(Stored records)
● ● ● ● ●
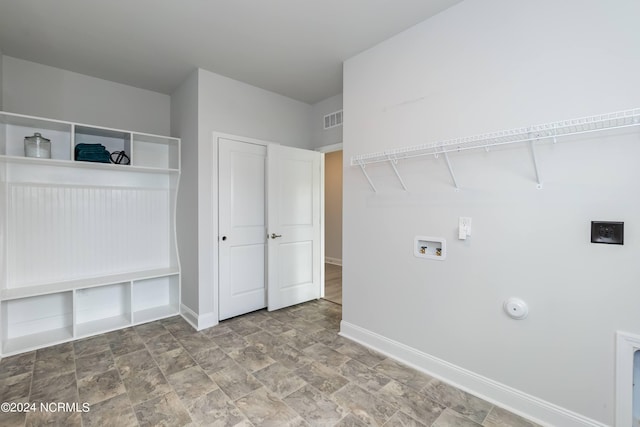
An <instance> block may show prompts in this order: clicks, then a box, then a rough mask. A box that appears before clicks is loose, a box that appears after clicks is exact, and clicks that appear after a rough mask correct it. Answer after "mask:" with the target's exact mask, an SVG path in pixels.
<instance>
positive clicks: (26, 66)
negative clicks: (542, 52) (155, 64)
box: [2, 55, 171, 135]
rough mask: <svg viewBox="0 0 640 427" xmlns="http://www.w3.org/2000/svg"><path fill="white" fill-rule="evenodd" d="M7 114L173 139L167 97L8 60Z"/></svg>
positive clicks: (3, 94)
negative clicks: (67, 121)
mask: <svg viewBox="0 0 640 427" xmlns="http://www.w3.org/2000/svg"><path fill="white" fill-rule="evenodd" d="M2 103H3V109H4V110H5V111H10V112H13V113H20V114H27V115H33V116H40V117H46V118H52V119H59V120H68V121H72V122H79V123H85V124H90V125H95V126H105V127H112V128H118V129H124V130H133V131H137V132H146V133H153V134H159V135H168V134H169V130H170V114H171V111H170V110H171V99H170V97H169V96H168V95H165V94H161V93H157V92H151V91H148V90H144V89H139V88H135V87H132V86H127V85H123V84H120V83H114V82H110V81H107V80H102V79H98V78H95V77H89V76H86V75H83V74H78V73H74V72H71V71H66V70H62V69H59V68H54V67H49V66H46V65H41V64H37V63H35V62H30V61H24V60H22V59H17V58H13V57H10V56H6V55H5V56H4V57H3V60H2Z"/></svg>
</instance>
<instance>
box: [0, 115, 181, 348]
mask: <svg viewBox="0 0 640 427" xmlns="http://www.w3.org/2000/svg"><path fill="white" fill-rule="evenodd" d="M36 132H37V133H40V134H41V135H42V136H43V137H44V138H47V139H49V140H50V141H51V152H52V156H51V159H40V158H27V157H25V155H24V138H25V137H27V136H32V135H33V134H34V133H36ZM134 135H135V137H134ZM77 144H101V145H102V146H103V147H104V150H106V151H107V152H108V153H109V154H112V153H113V152H115V151H123V152H125V153H126V155H127V158H128V159H130V160H131V161H132V160H133V157H134V152H135V157H136V159H137V164H136V165H132V166H118V165H113V164H101V163H98V162H94V161H90V160H100V159H94V158H92V157H94V156H87V160H89V161H75V147H76V145H77ZM136 144H137V148H136ZM100 151H102V150H100ZM98 154H99V153H98ZM102 154H104V156H103V160H104V161H105V162H106V161H107V160H109V161H110V160H111V159H110V158H109V159H107V157H110V155H107V153H105V152H104V151H102ZM96 157H99V156H96ZM114 158H115V156H114ZM179 180H180V139H178V138H171V137H162V136H154V135H145V134H134V133H133V132H127V131H122V130H114V129H105V128H100V127H93V126H88V125H81V124H75V123H68V122H61V121H58V120H48V119H43V118H37V117H29V116H24V115H19V114H14V113H6V112H1V111H0V218H1V219H2V220H1V221H0V335H1V336H0V357H5V356H8V355H11V354H17V353H21V352H26V351H31V350H35V349H38V348H42V347H46V346H50V345H55V344H59V343H62V342H67V341H71V340H73V339H76V338H82V337H87V336H91V335H95V334H100V333H104V332H108V331H112V330H116V329H120V328H125V327H128V326H131V325H133V324H134V323H144V322H148V321H152V320H158V319H161V318H164V317H168V316H173V315H175V314H178V312H179V308H180V263H179V260H178V248H177V243H176V239H175V225H176V224H175V221H176V220H175V206H176V203H177V193H178V183H179Z"/></svg>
● ● ● ● ●
## [Assignment]
Reproduce each entry above word for word. Pictures are not part of the copy.

## [Written reply]
An <instance> block may show prompts in this order: clicks, then a box, then a rough mask. A box that appears before clicks is loose, a box that appears after clicks is exact, and clicks that appear after a rough mask correct it. Answer after "mask:" with the target's exact mask, an SVG path in pixels.
<instance>
positive clicks: (26, 66)
negative clicks: (542, 52) (155, 64)
box: [2, 55, 171, 135]
rough mask: <svg viewBox="0 0 640 427" xmlns="http://www.w3.org/2000/svg"><path fill="white" fill-rule="evenodd" d="M7 114L173 139L167 97L8 60Z"/></svg>
positive clicks: (3, 94)
negative clicks: (67, 121)
mask: <svg viewBox="0 0 640 427" xmlns="http://www.w3.org/2000/svg"><path fill="white" fill-rule="evenodd" d="M2 103H3V109H4V110H5V111H10V112H13V113H20V114H27V115H33V116H40V117H46V118H52V119H59V120H68V121H72V122H79V123H85V124H90V125H95V126H105V127H112V128H118V129H124V130H133V131H137V132H146V133H153V134H159V135H168V134H169V130H170V114H171V111H170V110H171V99H170V97H169V96H168V95H165V94H161V93H157V92H151V91H148V90H144V89H139V88H135V87H132V86H127V85H123V84H120V83H114V82H110V81H107V80H102V79H98V78H95V77H89V76H86V75H83V74H78V73H74V72H71V71H66V70H62V69H59V68H54V67H49V66H46V65H41V64H37V63H35V62H30V61H24V60H22V59H17V58H13V57H10V56H6V55H5V56H4V57H3V60H2Z"/></svg>
</instance>
<instance>
box: [0, 115, 181, 348]
mask: <svg viewBox="0 0 640 427" xmlns="http://www.w3.org/2000/svg"><path fill="white" fill-rule="evenodd" d="M36 132H37V133H40V134H41V135H42V136H43V137H44V138H47V139H49V140H50V141H51V152H52V156H51V159H40V158H27V157H25V155H24V138H25V137H27V136H32V135H33V134H34V133H36ZM134 135H135V137H134ZM77 144H101V145H102V146H103V147H104V150H106V151H107V152H108V153H109V154H112V153H113V152H115V151H123V152H125V153H126V155H127V158H128V159H130V160H131V161H132V160H133V157H134V152H135V157H136V159H137V164H136V165H132V166H118V165H113V164H101V163H98V162H94V161H90V160H100V159H94V158H92V157H94V156H87V160H89V161H75V147H76V145H77ZM136 144H137V148H136ZM100 151H102V150H100ZM98 154H99V153H98ZM102 154H104V156H103V160H104V161H105V162H106V161H107V160H109V161H110V160H111V159H110V158H109V159H107V157H110V155H107V153H105V152H104V151H102ZM96 157H99V156H96ZM114 158H115V156H114ZM179 180H180V139H178V138H171V137H162V136H154V135H145V134H134V133H133V132H127V131H122V130H114V129H105V128H100V127H93V126H88V125H81V124H75V123H68V122H61V121H58V120H48V119H43V118H37V117H29V116H24V115H19V114H14V113H6V112H1V111H0V218H1V219H2V220H1V221H0V335H1V336H0V357H5V356H8V355H11V354H17V353H21V352H26V351H31V350H35V349H38V348H42V347H46V346H50V345H55V344H59V343H62V342H67V341H71V340H73V339H76V338H82V337H87V336H91V335H95V334H100V333H104V332H108V331H112V330H116V329H120V328H125V327H128V326H131V325H133V324H134V323H144V322H148V321H152V320H158V319H161V318H164V317H168V316H173V315H175V314H178V312H179V308H180V263H179V260H178V248H177V243H176V239H175V225H176V224H175V221H176V220H175V206H176V203H177V193H178V183H179Z"/></svg>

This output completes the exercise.